**WHAT TO DO:**
Looking through the data below, work out how many lines have the word "hillside". Reply with that number only.

Stored items

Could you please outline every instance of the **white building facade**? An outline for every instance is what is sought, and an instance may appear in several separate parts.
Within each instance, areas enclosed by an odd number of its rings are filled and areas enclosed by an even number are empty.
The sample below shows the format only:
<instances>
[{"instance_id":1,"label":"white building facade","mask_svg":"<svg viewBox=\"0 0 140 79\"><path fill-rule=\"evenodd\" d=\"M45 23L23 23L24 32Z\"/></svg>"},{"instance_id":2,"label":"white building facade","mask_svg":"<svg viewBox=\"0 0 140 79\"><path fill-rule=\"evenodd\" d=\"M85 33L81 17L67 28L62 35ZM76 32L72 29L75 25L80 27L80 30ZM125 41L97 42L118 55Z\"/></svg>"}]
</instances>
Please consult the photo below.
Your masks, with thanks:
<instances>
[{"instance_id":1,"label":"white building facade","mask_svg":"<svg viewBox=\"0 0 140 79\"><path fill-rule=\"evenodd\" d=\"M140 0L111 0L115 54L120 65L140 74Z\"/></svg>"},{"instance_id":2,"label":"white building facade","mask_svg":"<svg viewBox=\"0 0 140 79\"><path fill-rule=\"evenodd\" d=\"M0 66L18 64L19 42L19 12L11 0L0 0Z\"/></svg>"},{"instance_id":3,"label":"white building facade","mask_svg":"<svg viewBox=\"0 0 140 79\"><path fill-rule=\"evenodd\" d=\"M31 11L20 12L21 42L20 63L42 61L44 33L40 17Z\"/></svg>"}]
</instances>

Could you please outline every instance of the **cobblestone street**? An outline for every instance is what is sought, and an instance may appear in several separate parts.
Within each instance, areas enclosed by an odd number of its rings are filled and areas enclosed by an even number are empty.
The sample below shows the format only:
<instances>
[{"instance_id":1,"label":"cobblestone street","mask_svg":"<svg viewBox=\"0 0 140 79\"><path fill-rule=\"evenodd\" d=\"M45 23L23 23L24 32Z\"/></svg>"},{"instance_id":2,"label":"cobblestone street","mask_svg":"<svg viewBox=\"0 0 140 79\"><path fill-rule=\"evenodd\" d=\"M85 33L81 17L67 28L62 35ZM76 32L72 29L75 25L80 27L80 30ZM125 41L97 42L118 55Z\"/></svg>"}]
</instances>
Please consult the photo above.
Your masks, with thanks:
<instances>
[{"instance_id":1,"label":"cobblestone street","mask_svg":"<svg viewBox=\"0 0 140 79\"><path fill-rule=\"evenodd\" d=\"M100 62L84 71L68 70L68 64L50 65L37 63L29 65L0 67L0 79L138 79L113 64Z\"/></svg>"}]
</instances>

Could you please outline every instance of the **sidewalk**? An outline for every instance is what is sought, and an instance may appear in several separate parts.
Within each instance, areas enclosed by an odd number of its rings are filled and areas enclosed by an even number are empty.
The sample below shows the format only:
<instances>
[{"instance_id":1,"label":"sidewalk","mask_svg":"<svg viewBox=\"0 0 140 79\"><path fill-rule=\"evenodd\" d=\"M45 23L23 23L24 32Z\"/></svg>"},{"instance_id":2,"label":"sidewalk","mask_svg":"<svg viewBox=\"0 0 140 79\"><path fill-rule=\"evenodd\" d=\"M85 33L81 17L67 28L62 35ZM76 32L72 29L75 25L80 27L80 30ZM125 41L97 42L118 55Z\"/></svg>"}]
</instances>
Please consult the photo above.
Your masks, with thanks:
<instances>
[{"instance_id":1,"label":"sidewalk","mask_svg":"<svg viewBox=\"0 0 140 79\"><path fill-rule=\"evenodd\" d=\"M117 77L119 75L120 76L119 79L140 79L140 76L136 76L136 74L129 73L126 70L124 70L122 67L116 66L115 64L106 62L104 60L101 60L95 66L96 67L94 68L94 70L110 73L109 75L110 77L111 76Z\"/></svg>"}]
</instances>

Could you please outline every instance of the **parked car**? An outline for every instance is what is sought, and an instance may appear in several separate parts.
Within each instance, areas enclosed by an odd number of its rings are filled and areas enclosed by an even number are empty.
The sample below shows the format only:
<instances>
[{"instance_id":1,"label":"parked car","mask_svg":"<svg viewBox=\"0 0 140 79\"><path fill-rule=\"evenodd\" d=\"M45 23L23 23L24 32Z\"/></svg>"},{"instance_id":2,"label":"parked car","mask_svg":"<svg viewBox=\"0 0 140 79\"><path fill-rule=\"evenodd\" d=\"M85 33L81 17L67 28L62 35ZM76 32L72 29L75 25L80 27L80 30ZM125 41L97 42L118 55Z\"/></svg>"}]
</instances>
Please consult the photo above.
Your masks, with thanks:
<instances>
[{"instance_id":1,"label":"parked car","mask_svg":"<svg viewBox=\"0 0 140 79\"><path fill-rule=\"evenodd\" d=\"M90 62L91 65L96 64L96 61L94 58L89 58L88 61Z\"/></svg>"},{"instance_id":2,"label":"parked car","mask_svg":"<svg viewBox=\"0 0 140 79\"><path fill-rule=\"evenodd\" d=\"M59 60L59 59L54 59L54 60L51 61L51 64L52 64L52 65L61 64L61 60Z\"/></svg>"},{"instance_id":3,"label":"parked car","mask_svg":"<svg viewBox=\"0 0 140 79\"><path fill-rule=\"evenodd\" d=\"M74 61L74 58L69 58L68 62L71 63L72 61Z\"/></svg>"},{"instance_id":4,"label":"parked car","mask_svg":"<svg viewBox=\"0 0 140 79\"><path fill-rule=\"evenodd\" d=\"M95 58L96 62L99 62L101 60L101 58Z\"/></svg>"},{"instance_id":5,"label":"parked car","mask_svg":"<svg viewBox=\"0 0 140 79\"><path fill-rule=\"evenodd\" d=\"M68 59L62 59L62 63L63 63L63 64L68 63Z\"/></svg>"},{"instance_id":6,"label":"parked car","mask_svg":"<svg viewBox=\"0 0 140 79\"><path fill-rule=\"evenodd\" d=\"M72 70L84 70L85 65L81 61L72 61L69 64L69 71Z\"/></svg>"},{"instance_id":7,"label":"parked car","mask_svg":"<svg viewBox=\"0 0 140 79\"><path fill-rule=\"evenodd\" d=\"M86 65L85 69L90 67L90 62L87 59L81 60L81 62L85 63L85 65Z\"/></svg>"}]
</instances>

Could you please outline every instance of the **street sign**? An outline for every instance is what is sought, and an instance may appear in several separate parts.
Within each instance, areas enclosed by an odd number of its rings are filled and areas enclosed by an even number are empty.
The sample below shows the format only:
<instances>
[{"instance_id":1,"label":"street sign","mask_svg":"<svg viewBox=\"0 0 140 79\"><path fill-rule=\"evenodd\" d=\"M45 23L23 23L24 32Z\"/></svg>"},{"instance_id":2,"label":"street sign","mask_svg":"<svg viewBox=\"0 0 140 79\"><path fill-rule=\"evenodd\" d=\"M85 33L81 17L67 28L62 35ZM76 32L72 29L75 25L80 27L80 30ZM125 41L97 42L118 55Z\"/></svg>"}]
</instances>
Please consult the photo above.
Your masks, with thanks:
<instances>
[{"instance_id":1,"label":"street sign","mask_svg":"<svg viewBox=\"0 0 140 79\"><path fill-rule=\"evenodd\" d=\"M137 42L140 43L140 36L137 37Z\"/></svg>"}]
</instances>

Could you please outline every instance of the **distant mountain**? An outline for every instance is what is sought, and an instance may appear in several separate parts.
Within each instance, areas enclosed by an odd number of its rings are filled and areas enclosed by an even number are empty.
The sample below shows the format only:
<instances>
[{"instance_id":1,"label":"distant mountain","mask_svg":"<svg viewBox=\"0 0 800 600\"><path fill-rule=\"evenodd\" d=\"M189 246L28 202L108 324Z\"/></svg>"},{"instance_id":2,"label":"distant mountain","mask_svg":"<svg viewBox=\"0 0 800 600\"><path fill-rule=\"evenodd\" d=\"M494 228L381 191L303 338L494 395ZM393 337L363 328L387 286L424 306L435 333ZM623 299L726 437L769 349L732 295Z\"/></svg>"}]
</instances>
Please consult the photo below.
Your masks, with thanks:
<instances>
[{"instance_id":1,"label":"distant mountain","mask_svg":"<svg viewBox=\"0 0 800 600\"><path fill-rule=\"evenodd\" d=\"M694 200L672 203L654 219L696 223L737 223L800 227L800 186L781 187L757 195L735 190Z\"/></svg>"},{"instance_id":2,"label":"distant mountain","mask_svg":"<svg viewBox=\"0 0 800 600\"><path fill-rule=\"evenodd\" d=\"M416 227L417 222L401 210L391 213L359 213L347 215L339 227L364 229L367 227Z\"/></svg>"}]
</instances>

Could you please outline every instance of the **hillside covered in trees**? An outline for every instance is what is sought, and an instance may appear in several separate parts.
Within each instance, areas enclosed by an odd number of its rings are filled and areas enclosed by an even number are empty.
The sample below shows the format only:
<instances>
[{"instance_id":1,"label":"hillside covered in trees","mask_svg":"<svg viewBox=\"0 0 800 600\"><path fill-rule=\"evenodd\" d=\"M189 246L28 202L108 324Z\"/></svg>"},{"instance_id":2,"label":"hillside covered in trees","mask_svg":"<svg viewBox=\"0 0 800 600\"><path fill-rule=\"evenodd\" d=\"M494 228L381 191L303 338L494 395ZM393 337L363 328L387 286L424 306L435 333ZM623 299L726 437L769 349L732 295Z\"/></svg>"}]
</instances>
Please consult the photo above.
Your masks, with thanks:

**TASK RESPONSE:**
2